- **Source data**
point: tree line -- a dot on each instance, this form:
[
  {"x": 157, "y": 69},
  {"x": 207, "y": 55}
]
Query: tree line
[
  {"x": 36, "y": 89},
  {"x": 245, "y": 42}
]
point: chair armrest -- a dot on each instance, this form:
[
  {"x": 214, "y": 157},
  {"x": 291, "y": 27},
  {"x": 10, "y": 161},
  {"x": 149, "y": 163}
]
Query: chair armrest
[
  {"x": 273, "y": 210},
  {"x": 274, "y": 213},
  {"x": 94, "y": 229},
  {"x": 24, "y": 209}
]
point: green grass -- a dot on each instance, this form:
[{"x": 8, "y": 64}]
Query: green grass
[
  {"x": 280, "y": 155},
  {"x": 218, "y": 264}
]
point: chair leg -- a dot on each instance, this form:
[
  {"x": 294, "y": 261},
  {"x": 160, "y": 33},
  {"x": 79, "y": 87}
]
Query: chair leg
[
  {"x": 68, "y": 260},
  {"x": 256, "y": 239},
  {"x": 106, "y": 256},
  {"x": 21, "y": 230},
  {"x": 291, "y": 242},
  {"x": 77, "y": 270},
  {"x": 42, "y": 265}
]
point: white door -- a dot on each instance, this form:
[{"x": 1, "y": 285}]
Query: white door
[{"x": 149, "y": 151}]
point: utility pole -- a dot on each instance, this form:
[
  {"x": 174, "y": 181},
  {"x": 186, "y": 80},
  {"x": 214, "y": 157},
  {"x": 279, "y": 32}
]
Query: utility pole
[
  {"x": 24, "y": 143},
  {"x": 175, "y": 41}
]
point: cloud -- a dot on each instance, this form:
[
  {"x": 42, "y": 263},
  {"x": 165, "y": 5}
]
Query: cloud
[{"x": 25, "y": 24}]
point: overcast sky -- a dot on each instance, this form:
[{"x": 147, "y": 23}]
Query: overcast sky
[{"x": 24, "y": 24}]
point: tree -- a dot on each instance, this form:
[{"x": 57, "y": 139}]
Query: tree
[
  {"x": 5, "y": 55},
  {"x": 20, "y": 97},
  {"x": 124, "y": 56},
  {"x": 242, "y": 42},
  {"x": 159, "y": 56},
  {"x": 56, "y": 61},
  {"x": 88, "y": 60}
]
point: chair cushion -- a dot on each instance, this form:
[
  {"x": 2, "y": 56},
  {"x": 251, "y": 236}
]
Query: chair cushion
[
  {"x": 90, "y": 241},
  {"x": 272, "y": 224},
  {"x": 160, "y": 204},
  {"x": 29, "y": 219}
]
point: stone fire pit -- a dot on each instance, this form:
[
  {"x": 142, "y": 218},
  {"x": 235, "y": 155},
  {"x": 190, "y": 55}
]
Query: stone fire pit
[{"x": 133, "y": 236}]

- **Your instructions**
Reproduce the material above verbatim, starting at the line that contains "point: tree -- a" and continuing through the final line, both included.

- **Solution for this exercise**
point: tree -- a dot on each instance, this form:
[{"x": 57, "y": 139}]
Query: tree
[
  {"x": 5, "y": 55},
  {"x": 20, "y": 97},
  {"x": 124, "y": 56},
  {"x": 242, "y": 42},
  {"x": 159, "y": 56},
  {"x": 56, "y": 61},
  {"x": 88, "y": 60}
]
point: chair cushion -- a dot on each instance, this form:
[
  {"x": 2, "y": 56},
  {"x": 251, "y": 236}
]
Query: chair cushion
[
  {"x": 90, "y": 241},
  {"x": 272, "y": 224},
  {"x": 160, "y": 204},
  {"x": 29, "y": 219}
]
point: stone fire pit -- a dot on each instance, this form:
[
  {"x": 142, "y": 218},
  {"x": 235, "y": 155},
  {"x": 190, "y": 55}
]
Query: stone fire pit
[{"x": 133, "y": 236}]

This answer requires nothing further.